SHORT TASK A:
Please translate this sentence from the author profile into Spanish: "Although not all of the meetings resulted in lasting friendships or collaborations, Cohen uses the encounters to discuss American art and literature through a collection of thirty-six interrelated essays from the Civil War to the civil rights movement."
SHORT TASK B:
Print the passage of the author profile starting at "AWARDS, HONORS: PEN/Jerard" and ending at "York, NY), 2004.", word for word.

GIVEN TEXT:
########

PERSONAL: Female. Education: Harvard University, A.B.

ADDRESSES: Home—New York, NY. Offıce—Sarah Lawrence College, 1 Mead Way, Bronxville, NY 10708.


CAREER: Writer. Sarah Lawrence College, Bronxville, NY, nonfiction instructor in M.F.A. program.


AWARDS, HONORS: PEN/Jerard Fund Award, 2003, for manuscript of A Chance Meeting; fellow, New York Foundation for the Arts, New York Institute for the Humanities, and MacDowell Colony.


WRITINGS:

A Chance Meeting: Intertwined Lives of AmericanWriters and Artists, 1854-1967, Random House (New York, NY), 2004.


Also author of essays in numerous magazines, including the New Yorker, Threepenny Review, McSweeney's, Double Take, Parnassus, and Modern Painters. Work has also appeared in the anthologies 2003 Best American Essays and 2003 Pushcart Prize.


SIDELIGHTS: In A Chance Meeting: Intertwined Lives of American Writers and Artists, 1854-1967, Rachel Cohen recounts coincidental meetings between thirty writers and artists (primarily photographers). Although not all of the meetings resulted in lasting friendships or collaborations, Cohen uses the encounters to discuss American art and literature through a collection of thirty-six interrelated essays from the Civil War to the civil rights movement. In the process she provides vignettes of such American literary luminaries as Henry James, Mark Twain, Norman Mailer, James Baldwin, and Willa Cather. Cohen chose which artists to include or exclude from the book by limiting the scope of her work to American-born artists who lived in cities and were deemed highly social in terms of visiting and talking with other artists. Primarily, however, as Cohen noted in her book, "Finally, and fundamentally, I wrote about people whose company I felt I had an instinct for."

########

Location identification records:

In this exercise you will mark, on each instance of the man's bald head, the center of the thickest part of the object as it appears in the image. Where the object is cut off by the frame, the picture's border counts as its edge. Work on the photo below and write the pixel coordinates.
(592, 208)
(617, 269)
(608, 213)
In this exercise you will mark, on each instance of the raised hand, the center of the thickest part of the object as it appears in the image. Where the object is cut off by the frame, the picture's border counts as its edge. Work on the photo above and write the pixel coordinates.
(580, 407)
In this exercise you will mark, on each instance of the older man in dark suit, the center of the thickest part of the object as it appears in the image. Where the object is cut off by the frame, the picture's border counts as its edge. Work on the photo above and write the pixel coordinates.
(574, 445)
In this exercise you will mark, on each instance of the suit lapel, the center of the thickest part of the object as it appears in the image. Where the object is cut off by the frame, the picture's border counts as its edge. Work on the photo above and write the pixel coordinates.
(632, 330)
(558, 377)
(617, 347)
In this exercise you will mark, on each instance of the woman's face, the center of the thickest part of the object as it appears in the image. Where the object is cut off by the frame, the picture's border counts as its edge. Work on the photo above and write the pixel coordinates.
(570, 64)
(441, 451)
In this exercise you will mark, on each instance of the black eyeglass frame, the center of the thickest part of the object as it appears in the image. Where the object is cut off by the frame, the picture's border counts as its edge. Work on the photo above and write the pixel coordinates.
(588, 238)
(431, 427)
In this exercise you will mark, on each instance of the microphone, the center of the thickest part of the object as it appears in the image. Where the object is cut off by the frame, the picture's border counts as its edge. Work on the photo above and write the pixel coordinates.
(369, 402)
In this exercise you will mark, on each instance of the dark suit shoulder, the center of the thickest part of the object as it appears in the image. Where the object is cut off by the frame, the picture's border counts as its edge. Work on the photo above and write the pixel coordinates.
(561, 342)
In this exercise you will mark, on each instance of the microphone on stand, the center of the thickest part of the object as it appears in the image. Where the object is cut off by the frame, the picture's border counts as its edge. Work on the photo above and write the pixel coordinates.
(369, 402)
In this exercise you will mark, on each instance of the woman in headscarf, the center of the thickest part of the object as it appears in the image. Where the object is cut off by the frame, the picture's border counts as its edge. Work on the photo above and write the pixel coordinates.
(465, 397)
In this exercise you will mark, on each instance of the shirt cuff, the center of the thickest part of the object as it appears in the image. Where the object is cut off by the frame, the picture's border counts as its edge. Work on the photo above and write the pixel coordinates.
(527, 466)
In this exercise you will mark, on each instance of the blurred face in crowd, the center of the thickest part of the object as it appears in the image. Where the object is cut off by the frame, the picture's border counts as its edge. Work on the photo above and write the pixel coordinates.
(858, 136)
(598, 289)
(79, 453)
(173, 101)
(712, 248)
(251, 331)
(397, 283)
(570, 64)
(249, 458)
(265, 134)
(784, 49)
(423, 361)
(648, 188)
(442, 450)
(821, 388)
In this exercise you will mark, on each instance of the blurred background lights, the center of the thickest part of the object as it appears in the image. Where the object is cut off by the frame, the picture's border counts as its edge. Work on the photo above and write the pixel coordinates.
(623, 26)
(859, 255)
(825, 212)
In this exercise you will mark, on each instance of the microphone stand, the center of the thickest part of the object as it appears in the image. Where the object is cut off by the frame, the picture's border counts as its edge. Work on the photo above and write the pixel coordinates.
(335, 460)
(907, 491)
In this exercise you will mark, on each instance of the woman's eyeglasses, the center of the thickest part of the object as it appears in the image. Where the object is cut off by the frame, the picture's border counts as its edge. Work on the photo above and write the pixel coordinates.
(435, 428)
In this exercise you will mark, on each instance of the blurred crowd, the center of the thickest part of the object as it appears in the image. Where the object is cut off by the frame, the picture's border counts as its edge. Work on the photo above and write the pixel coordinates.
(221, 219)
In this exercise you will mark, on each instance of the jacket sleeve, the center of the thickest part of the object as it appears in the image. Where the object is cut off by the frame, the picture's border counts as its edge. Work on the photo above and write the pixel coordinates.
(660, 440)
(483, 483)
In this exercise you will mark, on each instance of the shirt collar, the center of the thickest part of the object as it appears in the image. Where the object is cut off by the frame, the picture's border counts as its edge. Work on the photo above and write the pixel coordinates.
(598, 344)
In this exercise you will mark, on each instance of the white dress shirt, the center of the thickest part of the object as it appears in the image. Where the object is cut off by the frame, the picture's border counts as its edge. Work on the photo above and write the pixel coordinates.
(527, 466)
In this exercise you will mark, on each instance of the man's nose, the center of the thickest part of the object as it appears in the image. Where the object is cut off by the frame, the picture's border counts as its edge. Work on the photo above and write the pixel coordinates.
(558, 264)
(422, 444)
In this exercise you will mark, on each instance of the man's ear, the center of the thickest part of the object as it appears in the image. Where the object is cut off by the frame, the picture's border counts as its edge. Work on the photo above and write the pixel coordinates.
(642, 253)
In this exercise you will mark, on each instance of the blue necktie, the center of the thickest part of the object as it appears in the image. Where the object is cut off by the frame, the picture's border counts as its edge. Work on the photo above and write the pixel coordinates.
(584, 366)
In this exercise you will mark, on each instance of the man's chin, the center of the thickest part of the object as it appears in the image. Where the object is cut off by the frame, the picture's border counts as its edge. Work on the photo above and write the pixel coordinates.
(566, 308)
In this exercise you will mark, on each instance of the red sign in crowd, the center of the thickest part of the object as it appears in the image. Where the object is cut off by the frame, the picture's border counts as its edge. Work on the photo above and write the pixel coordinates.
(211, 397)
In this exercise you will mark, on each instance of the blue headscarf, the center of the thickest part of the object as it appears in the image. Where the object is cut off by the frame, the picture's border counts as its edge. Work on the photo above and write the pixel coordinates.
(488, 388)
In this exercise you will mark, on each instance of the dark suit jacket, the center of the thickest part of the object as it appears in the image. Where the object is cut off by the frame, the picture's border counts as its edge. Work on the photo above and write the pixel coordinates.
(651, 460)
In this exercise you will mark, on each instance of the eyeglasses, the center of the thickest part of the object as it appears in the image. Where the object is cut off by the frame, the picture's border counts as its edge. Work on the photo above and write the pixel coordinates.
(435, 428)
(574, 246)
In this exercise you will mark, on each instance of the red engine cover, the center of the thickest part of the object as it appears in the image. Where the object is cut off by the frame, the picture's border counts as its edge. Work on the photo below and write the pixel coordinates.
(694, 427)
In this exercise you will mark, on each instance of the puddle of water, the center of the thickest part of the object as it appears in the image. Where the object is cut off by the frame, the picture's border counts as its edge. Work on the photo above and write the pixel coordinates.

########

SOLUTION A:
Aunque no todos los encuentros dieron lugar a amistades o colaboraciones duraderas, Cohen se sirve de ellos para abordar el arte y la literatura estadounidenses a través de una colección de treinta y seis ensayos interrelacionados que abarcan desde la Guerra Civil hasta el movimiento por los derechos civiles.

SOLUTION B:
AWARDS, HONORS: PEN/Jerard Fund Award, 2003, for manuscript of A Chance Meeting; fellow, New York Foundation for the Arts, New York Institute for the Humanities, and MacDowell Colony.


WRITINGS:

A Chance Meeting: Intertwined Lives of AmericanWriters and Artists, 1854-1967, Random House (New York, NY), 2004.